■ **What you should do**: Gather, from the data below, each line in which the word "leaf" occurs.
++++ The data
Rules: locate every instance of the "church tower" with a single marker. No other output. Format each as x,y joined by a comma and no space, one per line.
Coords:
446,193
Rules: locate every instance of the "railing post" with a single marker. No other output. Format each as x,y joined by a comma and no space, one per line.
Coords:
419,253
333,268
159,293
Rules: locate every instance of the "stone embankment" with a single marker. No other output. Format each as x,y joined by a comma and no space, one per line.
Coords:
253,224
++++++++
++++ The data
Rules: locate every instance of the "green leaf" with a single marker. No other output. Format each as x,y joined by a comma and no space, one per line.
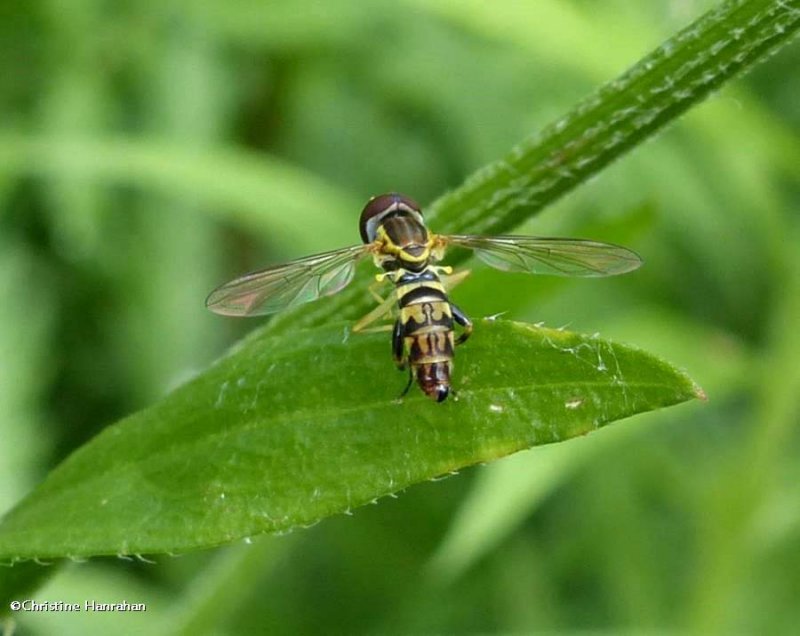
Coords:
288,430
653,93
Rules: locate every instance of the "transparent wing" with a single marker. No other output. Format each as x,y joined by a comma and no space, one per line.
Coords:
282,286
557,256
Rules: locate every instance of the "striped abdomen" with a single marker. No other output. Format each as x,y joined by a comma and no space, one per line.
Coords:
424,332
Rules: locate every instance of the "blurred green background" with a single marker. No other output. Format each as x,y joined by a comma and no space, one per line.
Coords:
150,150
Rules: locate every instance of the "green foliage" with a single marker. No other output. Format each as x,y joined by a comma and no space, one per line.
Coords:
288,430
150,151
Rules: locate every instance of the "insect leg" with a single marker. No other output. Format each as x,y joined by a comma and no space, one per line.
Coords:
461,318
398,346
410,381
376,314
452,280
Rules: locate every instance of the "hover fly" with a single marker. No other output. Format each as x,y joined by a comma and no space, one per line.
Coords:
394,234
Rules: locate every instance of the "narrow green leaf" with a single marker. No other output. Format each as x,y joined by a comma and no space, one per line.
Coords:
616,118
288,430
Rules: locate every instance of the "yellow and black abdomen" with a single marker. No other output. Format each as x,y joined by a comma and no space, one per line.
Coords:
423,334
++++++++
■ **Result**:
Rules: locate every instance of the "green leaf" with a single marker. No other output. Format each as x,y joined by a comma and no space, one per line.
Rules: locate every instance of the "narrow green leaf" with a single marker. No other output. Format each as x,y joined by a comma and no space, one per line.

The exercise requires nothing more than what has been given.